*Provided records*.
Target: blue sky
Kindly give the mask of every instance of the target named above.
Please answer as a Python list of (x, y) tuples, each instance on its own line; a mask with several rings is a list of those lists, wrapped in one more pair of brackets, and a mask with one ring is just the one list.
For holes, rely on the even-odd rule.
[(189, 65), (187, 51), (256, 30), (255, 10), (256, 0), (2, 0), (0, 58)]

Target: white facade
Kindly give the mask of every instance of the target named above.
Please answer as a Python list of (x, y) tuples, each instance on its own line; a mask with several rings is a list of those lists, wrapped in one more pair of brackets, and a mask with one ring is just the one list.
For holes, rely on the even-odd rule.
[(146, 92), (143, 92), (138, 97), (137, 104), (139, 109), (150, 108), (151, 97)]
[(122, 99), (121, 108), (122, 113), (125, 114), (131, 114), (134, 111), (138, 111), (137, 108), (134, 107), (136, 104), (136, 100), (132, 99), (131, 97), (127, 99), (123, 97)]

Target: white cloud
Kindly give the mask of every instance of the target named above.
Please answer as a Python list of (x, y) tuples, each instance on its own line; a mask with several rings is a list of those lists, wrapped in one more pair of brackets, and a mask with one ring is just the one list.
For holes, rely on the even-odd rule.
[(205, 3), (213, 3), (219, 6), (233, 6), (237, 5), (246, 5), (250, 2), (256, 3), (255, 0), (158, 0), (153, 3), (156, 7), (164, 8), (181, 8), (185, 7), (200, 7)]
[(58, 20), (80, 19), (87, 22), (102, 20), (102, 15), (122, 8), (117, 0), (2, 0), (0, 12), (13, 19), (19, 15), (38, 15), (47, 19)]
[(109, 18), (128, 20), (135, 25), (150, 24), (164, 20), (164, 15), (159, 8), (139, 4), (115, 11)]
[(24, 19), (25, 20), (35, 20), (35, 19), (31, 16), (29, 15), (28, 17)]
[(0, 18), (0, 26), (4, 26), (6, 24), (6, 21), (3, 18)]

*Exercise requirements*. Copy every entry above again, word for word, without changing anything.

*Output of the exercise*.
Target: blue sky
Kindly give the mask of every instance of the target named above.
Please answer as a Python list of (x, y) tuples, each instance on its own line; a mask with several rings is a list of those lists, wrapped in one more pair of brackets, and a mask with one ring is just the one list.
For holes, rely on the even-odd rule.
[(189, 65), (187, 51), (256, 30), (255, 10), (256, 0), (2, 0), (0, 58)]

Target: white facade
Kindly give the mask of every instance of the target named above.
Please answer as a Python list of (x, y) tuples, each instance on its own line; a mask with several rings is a list of those lists, wrapped in one more pair of brackets, and a mask with one ring is just the one list.
For holes, rely on the even-odd rule.
[(146, 92), (143, 92), (138, 97), (137, 104), (139, 109), (150, 108), (151, 97)]
[(122, 99), (121, 108), (122, 113), (125, 114), (131, 114), (134, 111), (138, 111), (137, 108), (134, 107), (136, 104), (136, 100), (132, 99), (131, 97), (127, 99), (123, 97)]

Target: white cloud
Kindly give the mask of every instance of the target named above.
Please answer as a Python list of (x, y) tuples, each instance on its own line; a mask with several rings is a list of those lists, wrapped in one more pair of brackets, and a mask with one ring is just the one list.
For holes, rely on the even-odd rule.
[(205, 3), (213, 3), (219, 6), (233, 6), (237, 5), (246, 5), (250, 2), (256, 3), (255, 0), (158, 0), (153, 3), (156, 7), (164, 8), (181, 8), (185, 7), (200, 7)]
[(58, 20), (80, 19), (87, 22), (102, 20), (102, 15), (122, 8), (117, 0), (2, 0), (0, 12), (13, 19), (19, 15), (38, 15), (47, 19)]
[(109, 18), (128, 20), (135, 25), (150, 24), (164, 20), (164, 15), (159, 8), (139, 4), (115, 11)]
[(24, 19), (25, 20), (35, 20), (35, 19), (31, 16), (29, 15), (28, 17)]
[(0, 18), (0, 26), (4, 26), (6, 24), (6, 21), (3, 18)]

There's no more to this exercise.